Start of PASSAGE

Data Guard or Storage based replication?
September 28, 2011 5 Comments
A comparison between Oracle (Active) Data Guard and EMC replication for disaster recovery purposes
This is an article I wrote a while ago for customers’ Database Administrators (DBAs) and application managers, that helps them in selecting the right Disaster Recovery tools for their business applications.
It is slightly modified to update new insights and to make it more readable on the web.
Oracle Data Guard
Data Guard is a tool that has evolved over time. It started out in the Oracle version 7 and 8 period (or maybe even before) where customers used scripting and self-made tools to replicate Oracle archive logs, over some kind of network connection (often over TCP/IP using FTP or NFS protocols to transfer files), to keep a standby database more or less in sync with the primary. Starting with version 8, Oracle developed a management toolset – initially called Managed Standby on top of this and eventually this evolved into a separate tool, currently called Oracle Data Guard.
The purpose of Data Guard is primarily Disaster Recovery (D/R) but, in some cases, you can also use it for backup offloading, data distribution and some other things. Bear in mind that database log shipping for Disaster Recovery evolved over time, and was never designed from scratch as a Disaster Recovery tool. It is still depending more or less on the old log shipping method, even though Oracle did some tweaks and changes to the database software to make it more of an enterprise D/R tool.
For example, normally if you perform non-logged transactions (such as creating an index or load tables using the NOLOGGING option) on the primary database, the changes do not get shipped to the standby (thus, you lose data in the event of a fail-over). Oracle solved this by implementing a “force logging” mode which, if set, forces all transactions to be logged (and therefore shipped to the standby) – with the additional penalty on performance and more logging data to be generated and this can have severe impact on things like Data Warehouse Loading and other sorts of business processing – and the effect of this is often not considered during performance Proof-of-concepts as in such POC’s, D/R is almost never part of the key decision factors. This behavior already suggests that Data Guard depends on careful installation, configuration and monitoring – and a minor bug in the software stack or config setting could render the standby database useless until after a full re-sync. Also, it only replicates database data – one database at a time – and does not care at all for non-database application data, host software, middle-ware or anything else.

End of PASSAGE
Start of RAW DATA

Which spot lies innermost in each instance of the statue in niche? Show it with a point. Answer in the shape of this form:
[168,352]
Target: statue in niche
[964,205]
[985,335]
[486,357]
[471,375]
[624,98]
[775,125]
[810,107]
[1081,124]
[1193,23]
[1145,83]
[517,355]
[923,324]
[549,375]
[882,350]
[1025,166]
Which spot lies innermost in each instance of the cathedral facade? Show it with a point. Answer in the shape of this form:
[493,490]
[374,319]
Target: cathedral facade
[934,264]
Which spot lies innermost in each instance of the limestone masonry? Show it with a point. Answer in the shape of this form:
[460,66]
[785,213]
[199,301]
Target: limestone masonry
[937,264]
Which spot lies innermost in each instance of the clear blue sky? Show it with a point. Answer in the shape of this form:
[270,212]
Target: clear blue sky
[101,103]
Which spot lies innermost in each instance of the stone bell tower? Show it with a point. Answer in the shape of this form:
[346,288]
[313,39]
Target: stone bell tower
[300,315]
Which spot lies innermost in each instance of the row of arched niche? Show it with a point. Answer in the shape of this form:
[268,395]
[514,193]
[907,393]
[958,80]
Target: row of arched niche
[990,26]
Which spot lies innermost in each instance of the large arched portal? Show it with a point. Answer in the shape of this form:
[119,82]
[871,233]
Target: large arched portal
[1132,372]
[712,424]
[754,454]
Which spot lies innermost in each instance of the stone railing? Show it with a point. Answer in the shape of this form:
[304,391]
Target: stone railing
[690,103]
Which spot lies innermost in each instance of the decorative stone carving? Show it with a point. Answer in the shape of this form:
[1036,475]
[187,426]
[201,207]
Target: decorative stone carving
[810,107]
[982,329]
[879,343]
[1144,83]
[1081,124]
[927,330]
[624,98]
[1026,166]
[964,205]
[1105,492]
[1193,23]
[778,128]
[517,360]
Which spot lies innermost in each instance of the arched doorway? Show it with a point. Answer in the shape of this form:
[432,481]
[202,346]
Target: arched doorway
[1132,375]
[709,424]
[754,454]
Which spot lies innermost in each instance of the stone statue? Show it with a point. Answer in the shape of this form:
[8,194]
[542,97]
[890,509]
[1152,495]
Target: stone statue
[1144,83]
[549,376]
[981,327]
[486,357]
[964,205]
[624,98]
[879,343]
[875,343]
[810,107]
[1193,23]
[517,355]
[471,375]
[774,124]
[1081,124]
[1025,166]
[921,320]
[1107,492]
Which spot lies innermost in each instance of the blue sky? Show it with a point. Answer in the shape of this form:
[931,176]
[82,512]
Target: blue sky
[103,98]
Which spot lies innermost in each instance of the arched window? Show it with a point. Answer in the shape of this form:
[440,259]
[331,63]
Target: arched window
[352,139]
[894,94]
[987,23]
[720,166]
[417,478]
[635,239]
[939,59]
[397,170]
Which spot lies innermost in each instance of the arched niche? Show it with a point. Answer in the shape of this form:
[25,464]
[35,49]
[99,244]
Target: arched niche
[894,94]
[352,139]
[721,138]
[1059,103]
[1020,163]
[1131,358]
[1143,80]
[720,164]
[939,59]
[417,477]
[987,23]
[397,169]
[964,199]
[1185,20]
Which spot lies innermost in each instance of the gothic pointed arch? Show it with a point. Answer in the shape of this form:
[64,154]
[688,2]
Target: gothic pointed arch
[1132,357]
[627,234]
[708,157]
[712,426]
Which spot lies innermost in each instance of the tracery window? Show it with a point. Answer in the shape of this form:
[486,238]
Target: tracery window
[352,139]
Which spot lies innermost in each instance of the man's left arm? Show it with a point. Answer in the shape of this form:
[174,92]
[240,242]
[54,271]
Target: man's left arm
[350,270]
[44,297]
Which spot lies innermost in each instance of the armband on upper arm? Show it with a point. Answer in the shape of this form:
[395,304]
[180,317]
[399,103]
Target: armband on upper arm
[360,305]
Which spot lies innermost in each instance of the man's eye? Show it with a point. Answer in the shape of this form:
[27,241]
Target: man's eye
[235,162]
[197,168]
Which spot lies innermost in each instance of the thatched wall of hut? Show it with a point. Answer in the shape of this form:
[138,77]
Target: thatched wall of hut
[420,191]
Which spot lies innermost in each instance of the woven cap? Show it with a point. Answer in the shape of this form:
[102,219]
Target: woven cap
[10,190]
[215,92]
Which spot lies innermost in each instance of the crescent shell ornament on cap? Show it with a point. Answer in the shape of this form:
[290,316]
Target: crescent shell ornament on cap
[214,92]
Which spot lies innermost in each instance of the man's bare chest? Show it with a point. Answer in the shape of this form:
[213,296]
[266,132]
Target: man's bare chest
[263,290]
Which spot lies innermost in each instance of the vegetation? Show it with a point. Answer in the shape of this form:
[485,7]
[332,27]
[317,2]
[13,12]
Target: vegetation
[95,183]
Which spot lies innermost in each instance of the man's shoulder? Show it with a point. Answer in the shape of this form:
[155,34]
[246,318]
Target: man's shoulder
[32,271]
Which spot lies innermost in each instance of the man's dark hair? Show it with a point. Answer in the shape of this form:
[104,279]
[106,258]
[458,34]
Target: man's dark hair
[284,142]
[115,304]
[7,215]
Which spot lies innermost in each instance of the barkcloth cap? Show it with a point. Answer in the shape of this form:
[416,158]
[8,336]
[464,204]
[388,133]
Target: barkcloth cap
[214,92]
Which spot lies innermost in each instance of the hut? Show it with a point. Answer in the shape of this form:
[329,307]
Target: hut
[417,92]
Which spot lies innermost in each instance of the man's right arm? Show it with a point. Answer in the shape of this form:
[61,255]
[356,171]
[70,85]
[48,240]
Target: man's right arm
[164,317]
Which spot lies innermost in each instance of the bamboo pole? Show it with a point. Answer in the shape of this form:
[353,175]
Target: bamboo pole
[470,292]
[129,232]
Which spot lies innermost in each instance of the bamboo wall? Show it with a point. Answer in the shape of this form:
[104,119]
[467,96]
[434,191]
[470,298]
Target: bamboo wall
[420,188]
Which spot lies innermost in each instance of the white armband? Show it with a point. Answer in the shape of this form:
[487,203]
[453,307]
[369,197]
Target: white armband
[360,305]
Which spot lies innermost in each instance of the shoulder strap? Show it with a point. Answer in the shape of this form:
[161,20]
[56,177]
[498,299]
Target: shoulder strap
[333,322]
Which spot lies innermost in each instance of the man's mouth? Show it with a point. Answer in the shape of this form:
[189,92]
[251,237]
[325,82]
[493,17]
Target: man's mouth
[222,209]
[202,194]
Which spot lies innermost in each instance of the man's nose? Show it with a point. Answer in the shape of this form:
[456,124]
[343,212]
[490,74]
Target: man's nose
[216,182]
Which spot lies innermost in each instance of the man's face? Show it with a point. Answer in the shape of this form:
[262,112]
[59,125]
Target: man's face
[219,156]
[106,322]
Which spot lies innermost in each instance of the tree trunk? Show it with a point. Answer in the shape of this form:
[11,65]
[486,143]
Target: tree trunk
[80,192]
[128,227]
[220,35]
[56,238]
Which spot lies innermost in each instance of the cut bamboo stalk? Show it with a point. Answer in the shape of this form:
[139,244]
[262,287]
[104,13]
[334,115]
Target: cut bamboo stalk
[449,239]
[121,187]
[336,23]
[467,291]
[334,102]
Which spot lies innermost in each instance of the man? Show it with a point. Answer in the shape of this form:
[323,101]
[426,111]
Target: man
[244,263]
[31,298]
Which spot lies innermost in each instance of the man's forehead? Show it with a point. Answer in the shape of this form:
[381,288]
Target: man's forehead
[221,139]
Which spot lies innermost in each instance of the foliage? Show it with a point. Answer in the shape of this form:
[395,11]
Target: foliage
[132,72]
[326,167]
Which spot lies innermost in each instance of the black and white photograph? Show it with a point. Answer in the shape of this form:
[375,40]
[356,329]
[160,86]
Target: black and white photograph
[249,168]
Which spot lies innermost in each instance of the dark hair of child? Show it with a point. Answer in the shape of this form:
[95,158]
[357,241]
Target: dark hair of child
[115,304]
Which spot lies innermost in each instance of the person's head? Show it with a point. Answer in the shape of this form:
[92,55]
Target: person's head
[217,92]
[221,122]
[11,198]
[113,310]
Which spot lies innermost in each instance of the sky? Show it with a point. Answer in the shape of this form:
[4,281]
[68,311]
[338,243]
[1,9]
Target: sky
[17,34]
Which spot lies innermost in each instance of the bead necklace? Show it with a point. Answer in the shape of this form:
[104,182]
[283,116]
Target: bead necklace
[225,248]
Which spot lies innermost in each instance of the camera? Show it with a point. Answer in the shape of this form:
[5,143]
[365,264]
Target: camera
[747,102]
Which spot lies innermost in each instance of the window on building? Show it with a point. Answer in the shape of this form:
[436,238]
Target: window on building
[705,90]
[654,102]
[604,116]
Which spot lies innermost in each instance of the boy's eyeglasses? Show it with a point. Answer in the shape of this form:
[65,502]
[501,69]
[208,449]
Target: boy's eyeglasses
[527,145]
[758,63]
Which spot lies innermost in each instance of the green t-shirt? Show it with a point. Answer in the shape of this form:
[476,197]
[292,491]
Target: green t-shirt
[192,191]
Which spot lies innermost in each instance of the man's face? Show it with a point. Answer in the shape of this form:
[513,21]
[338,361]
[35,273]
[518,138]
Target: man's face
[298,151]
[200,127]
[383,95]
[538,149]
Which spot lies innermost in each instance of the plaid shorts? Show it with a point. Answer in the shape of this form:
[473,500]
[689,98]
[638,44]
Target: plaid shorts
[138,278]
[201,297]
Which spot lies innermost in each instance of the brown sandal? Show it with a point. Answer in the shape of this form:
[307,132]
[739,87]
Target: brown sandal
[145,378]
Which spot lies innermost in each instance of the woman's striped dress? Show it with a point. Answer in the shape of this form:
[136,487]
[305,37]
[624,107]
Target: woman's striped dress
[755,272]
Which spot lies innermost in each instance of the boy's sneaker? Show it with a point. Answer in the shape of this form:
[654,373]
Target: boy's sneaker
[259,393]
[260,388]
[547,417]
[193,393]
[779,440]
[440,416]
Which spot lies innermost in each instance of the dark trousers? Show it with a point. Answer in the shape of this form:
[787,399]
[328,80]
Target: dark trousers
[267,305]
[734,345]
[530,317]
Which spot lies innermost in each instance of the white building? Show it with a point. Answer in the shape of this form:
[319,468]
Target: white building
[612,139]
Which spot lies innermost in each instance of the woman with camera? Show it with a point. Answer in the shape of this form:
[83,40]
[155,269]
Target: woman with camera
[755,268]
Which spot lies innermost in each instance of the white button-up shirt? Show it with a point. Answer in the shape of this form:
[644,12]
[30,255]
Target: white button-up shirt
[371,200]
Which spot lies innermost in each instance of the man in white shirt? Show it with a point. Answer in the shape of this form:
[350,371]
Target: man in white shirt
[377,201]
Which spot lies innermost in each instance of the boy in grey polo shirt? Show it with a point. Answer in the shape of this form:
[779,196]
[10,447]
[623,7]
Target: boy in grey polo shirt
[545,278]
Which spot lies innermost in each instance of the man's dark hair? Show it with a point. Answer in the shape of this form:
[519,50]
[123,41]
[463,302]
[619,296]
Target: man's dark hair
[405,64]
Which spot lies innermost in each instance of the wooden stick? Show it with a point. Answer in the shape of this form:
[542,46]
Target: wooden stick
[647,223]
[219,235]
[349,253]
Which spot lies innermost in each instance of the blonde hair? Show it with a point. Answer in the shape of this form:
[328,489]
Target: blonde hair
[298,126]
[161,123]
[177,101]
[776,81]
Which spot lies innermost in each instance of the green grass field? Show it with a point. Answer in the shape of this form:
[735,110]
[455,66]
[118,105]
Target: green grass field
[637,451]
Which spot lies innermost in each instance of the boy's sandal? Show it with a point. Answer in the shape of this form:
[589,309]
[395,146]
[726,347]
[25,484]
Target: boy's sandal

End of RAW DATA

| STATED EXERCISE 1 |
Reproduce the Data Guard article word for word between "Data Guard or" and "on the web.", inclusive.
| STATED EXERCISE 2 |
Put the listing lines from the one holding "Which spot lies innermost in each instance of the boy's sandal?" through the end of the listing, inclusive, into a Markdown table with the columns No. and Line, leaving out any blank lines.
The Data Guard article and the listing come from unrelated sources.

| FULL ANSWER 1 |
Data Guard or Storage based replication?
September 28, 2011 5 Comments
A comparison between Oracle (Active) Data Guard and EMC replication for disaster recovery purposes
This is an article I wrote a while ago for customers’ Database Administrators (DBAs) and application managers, that helps them in selecting the right Disaster Recovery tools for their business applications.
It is slightly modified to update new insights and to make it more readable on the web.

| FULL ANSWER 2 |
| No. | Line |
|---|---|
| 1 | Which spot lies innermost in each instance of the boy's sandal? Show it with a point. Answer in the shape of this form: |
| 2 | [589,309] |
| 3 | [395,146] |
| 4 | [726,347] |
| 5 | [25,484] |
| 6 | Target: boy's sandal |